Rewrite the lines from the one with "tree. Report the bounding boxes." up to and including the one with "[171,128,180,139]", changing "green tree" to "tall tree" and keeping everything else the same.

*GIVEN RECORDS*:
------------------------------------------------------------------------

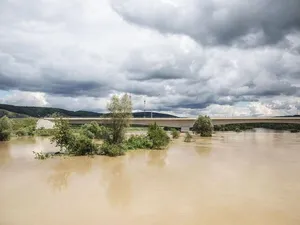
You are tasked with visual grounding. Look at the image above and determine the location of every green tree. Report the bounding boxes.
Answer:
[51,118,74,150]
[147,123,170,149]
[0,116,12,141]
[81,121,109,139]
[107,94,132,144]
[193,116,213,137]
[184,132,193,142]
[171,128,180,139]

------------------------------------------------------------------------

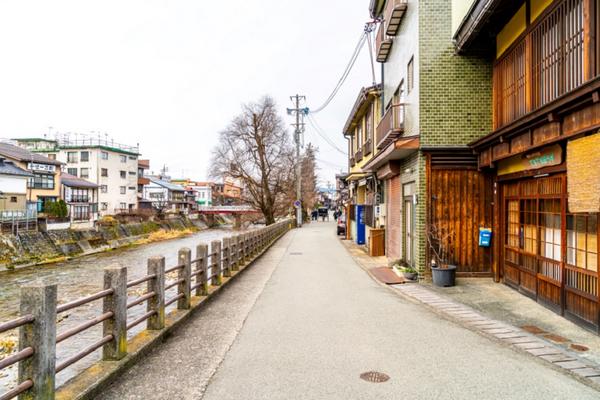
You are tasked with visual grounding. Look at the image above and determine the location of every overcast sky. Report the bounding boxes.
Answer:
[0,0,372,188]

------------------------------------------------------------------------

*RESULT*:
You are tasked with visual grounding. Look at the image above and determine the location of every tall tree. Report the bounding boxes.
Answer:
[51,118,74,150]
[147,123,170,149]
[0,116,12,141]
[81,121,109,139]
[107,94,132,144]
[193,116,213,137]
[184,132,193,142]
[171,128,180,139]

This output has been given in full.